_Task requirements_
Copy out every row below without changing a single character.

_Record set_

— Start —

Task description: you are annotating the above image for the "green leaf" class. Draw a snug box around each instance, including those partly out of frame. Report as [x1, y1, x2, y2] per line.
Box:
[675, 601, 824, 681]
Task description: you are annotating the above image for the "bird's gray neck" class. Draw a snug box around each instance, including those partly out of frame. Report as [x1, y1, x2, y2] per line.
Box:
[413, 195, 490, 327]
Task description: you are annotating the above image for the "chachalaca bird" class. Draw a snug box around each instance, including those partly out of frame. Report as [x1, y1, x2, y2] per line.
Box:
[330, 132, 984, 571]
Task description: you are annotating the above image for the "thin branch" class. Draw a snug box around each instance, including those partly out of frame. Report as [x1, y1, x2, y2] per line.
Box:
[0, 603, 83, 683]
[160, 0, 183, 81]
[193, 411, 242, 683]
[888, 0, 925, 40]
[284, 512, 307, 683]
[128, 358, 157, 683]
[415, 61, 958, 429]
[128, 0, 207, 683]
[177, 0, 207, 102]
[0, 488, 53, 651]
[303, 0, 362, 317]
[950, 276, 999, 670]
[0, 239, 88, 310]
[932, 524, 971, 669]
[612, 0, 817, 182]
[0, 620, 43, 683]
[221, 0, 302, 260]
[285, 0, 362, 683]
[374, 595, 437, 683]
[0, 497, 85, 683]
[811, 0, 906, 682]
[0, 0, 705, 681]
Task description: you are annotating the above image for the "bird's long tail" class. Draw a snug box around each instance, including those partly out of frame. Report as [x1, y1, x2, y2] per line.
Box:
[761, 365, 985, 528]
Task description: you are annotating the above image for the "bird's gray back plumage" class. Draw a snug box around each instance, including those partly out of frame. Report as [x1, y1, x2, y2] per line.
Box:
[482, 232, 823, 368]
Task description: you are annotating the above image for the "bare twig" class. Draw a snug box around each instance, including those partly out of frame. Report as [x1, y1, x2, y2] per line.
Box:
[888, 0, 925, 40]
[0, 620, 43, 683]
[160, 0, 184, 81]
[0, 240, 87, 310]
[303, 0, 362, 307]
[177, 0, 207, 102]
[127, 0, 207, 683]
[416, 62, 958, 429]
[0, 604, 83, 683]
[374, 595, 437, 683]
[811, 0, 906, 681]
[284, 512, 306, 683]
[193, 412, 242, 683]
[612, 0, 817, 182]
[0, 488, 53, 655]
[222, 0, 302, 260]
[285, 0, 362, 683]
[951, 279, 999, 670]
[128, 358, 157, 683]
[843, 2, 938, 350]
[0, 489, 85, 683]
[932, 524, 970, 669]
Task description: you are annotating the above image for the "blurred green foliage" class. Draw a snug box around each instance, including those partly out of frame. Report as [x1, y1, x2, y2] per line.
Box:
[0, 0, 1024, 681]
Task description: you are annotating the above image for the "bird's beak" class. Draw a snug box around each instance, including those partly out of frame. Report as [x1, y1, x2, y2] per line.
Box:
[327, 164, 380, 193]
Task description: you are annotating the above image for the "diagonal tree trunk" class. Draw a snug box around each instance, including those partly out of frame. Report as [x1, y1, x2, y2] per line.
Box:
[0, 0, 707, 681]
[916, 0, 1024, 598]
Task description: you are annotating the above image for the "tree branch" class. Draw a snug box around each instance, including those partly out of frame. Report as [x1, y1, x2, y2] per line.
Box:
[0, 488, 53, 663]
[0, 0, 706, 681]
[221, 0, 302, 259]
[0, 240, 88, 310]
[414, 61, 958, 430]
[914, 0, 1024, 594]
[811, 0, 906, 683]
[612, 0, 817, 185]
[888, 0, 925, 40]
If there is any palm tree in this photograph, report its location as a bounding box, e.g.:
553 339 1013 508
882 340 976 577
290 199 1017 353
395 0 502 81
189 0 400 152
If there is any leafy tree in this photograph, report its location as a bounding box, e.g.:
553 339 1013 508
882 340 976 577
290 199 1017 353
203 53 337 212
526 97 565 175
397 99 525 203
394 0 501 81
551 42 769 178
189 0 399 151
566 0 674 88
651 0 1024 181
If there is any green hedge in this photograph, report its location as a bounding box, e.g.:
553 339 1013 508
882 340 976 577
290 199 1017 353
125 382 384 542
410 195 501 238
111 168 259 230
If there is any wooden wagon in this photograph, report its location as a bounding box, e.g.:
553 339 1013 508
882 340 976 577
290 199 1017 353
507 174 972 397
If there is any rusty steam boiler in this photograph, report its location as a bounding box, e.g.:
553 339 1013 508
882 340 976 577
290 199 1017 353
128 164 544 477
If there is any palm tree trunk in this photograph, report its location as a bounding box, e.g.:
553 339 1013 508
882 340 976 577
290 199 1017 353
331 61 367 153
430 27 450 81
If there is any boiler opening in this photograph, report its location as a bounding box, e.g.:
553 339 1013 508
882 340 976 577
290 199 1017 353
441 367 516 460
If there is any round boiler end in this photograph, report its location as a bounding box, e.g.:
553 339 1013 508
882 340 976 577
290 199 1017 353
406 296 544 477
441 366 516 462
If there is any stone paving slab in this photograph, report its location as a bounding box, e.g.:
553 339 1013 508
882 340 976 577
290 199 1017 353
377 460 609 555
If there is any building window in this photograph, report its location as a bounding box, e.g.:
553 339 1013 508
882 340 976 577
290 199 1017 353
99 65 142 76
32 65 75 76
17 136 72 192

— End —

_The completed task_
Task description: you are annotating the above image for the "green leaf" class. Draw a snug box around each instance, including those partly out of frame. Report as [x1, y1, x2, y2] per line.
Box:
[675, 601, 824, 681]
Task description: you are annotating the above image for the "bird's gray neck" class. Draw a snug box around each instance, including those partly out of frame. Report as [x1, y1, x2, y2] per line.
Box:
[413, 195, 490, 327]
Task description: you are annotating the above image for the "chachalaca bird" class. Draw a snug box around each instance, including those partly out of frame. Report as [x1, y1, x2, y2] per line.
Box:
[330, 132, 984, 571]
Task description: you are annotating the above image for the "thin branch" class. Draw a snug box around each instance, including those partly out of frame. Report as [x1, y1, x2, y2] per line.
Box:
[0, 603, 83, 683]
[160, 0, 183, 81]
[193, 411, 242, 683]
[888, 0, 925, 40]
[284, 512, 307, 683]
[128, 358, 157, 683]
[415, 61, 958, 429]
[128, 0, 207, 683]
[177, 0, 207, 102]
[0, 488, 53, 651]
[303, 0, 362, 317]
[950, 276, 999, 670]
[0, 239, 88, 310]
[932, 524, 971, 669]
[612, 0, 817, 182]
[0, 620, 43, 683]
[221, 0, 302, 260]
[285, 0, 362, 683]
[374, 595, 437, 683]
[0, 497, 85, 683]
[811, 0, 906, 682]
[0, 0, 705, 681]
Task description: you are annotating the above image for the "bird's long tail" class. Draw a snug box around each instance, including those partly out of frame. Report as [x1, y1, x2, y2] per line.
Box:
[761, 365, 985, 528]
Task description: you are annotating the above image for the "bird's gray back plumage" class. Draw a snug box around each instance, including those partly out of frame. Report as [x1, y1, x2, y2] per line.
Box:
[482, 232, 823, 368]
Task description: you are annotating the above image for the "bare twig" class. Draw a snug box around each instance, including those partly out of frame. Report as [x1, y1, x2, y2] per line.
Box:
[888, 0, 925, 40]
[0, 620, 43, 683]
[160, 0, 184, 81]
[0, 240, 87, 310]
[303, 0, 362, 307]
[177, 0, 207, 102]
[127, 0, 207, 683]
[416, 62, 958, 429]
[0, 604, 83, 683]
[374, 595, 437, 683]
[811, 0, 906, 681]
[284, 512, 306, 683]
[193, 412, 242, 683]
[612, 0, 817, 182]
[0, 488, 53, 655]
[222, 0, 302, 260]
[285, 0, 362, 683]
[951, 279, 999, 670]
[128, 358, 157, 683]
[843, 2, 938, 350]
[0, 489, 85, 683]
[932, 524, 970, 669]
Task description: you are annotating the above image for the "blurred green foliage" class. Draw a snug box around each instance, including those partly out of frame. Report as [x1, y1, x2, y2] per line.
Box:
[0, 0, 1024, 681]
Task description: you are annotating the above image for the "bird's beak" class. Draw a snug box around each instance, including those partly out of frame. Report as [x1, y1, x2, y2] per line.
Box:
[327, 164, 380, 193]
Task description: you are annotating the above image for the "diagonal tree trunk" class. Draw a snug box around each instance, including those partly out of frame. Report as [x1, y1, x2, y2] per line.
Box:
[0, 0, 707, 681]
[916, 0, 1024, 598]
Task description: you are annotating the above image for the "tree branch" class. Draw a snug box around each instance, including those partly out of frame. Report as [x1, y1, x2, y2] per line.
Box:
[0, 488, 53, 663]
[0, 0, 706, 681]
[221, 0, 302, 259]
[0, 240, 88, 310]
[414, 61, 958, 430]
[914, 0, 1024, 594]
[811, 0, 906, 683]
[612, 0, 817, 185]
[888, 0, 925, 40]
If there is any palm tree in this photograph, report its location as a bounding box, e.g.:
553 339 1013 508
882 340 976 577
290 199 1017 353
395 0 502 81
189 0 400 152
If there is any leafy tree in this photograph, report its location as a bounding box, e.g.:
553 339 1013 508
882 340 976 577
290 199 1017 353
203 53 337 212
526 97 565 175
397 99 525 203
394 0 501 81
551 42 769 178
189 0 399 151
566 0 674 88
651 0 1024 181
If there is any green hedge in this photograph, report its location as a bounding box, e.g.:
553 339 1013 508
882 340 976 577
290 199 1017 353
125 382 384 542
410 195 501 238
111 168 259 230
If there is any wooden wagon in this photograph, report its location as a bounding box, e.g.:
553 339 1013 508
882 340 976 577
290 199 1017 353
507 174 972 397
If there is any rusty steam boiler in this photograph, report its location as a bounding box, e.g.:
553 339 1013 508
882 340 976 577
290 199 1017 353
128 164 544 477
If there is any palm tree trunk in this photograph, report its location as a bounding box, e.g.:
553 339 1013 508
882 340 976 577
290 199 1017 353
331 61 367 153
430 27 450 81
If there is any boiler opening in this photograph, report its location as a bounding box, e.g.:
553 339 1013 508
882 340 976 577
290 199 1017 353
441 367 516 460
If there is any round boiler end in this photograph, report its location as a bounding box, e.g.:
553 339 1013 508
882 340 976 577
290 199 1017 353
406 296 544 477
441 366 516 462
If there is any stone paving slab in this photograph, report its location as a bounding box, e.g.:
553 339 1013 508
882 340 976 577
290 199 1017 353
377 460 609 555
If there is any building window in this photograph, report its location as a bounding box, e.g.:
553 339 1013 508
882 340 976 577
290 199 1017 353
99 65 142 76
32 65 75 76
17 136 72 192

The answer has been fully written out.